▶ **Directive**
Rewrite the data as a Markdown table with the columns Row and Line, starting at the beginning of the data and ending at the line that contains "(1125, 269)". Number each line in Row, skip blank lines, and leave the pictures out.

▶ **Data for this task**
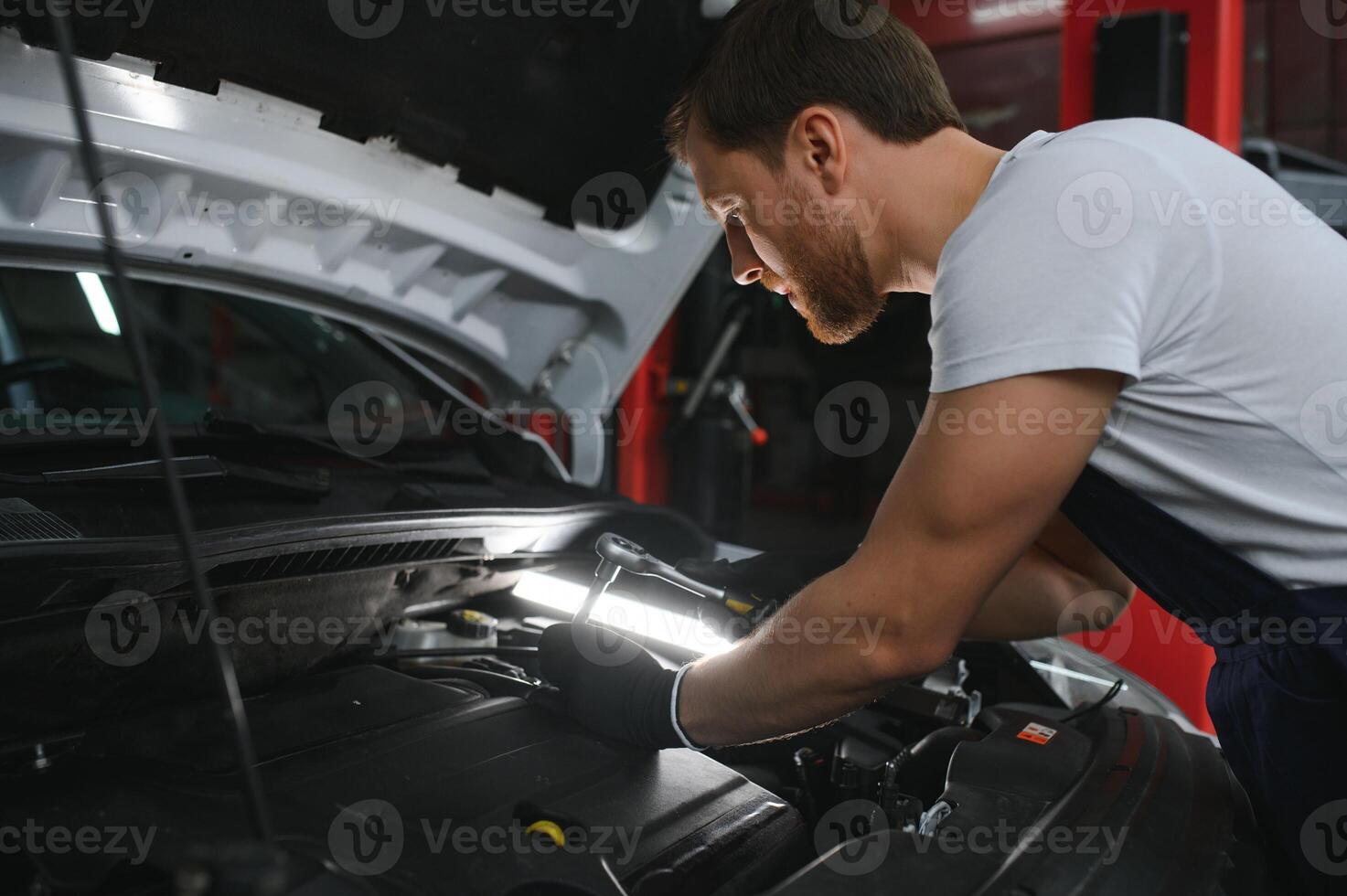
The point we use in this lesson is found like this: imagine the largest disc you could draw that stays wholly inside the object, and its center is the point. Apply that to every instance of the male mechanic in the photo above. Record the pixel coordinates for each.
(1125, 269)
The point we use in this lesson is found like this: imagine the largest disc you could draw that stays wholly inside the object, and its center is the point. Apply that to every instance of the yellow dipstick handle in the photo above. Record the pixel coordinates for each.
(547, 829)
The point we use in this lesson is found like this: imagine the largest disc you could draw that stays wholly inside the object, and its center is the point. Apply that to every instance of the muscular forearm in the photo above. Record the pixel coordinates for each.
(1036, 599)
(820, 656)
(1060, 585)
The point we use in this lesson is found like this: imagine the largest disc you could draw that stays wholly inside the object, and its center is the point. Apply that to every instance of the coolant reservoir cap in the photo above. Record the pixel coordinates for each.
(472, 624)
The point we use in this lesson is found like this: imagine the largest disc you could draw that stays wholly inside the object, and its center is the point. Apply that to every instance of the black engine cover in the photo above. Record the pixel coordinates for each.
(401, 784)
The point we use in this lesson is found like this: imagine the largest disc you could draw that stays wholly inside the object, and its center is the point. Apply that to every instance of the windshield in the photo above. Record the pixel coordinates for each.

▶ **Full solution**
| Row | Line |
|---|---|
| 1 | The point we use in this lesson is found like this: imagine the largest disc you could draw that stays wholly inside the object, and its center is the point. Apply that to every instance of the male mechanic in the photo above. Record the pixel coordinates for each. |
| 2 | (1125, 269) |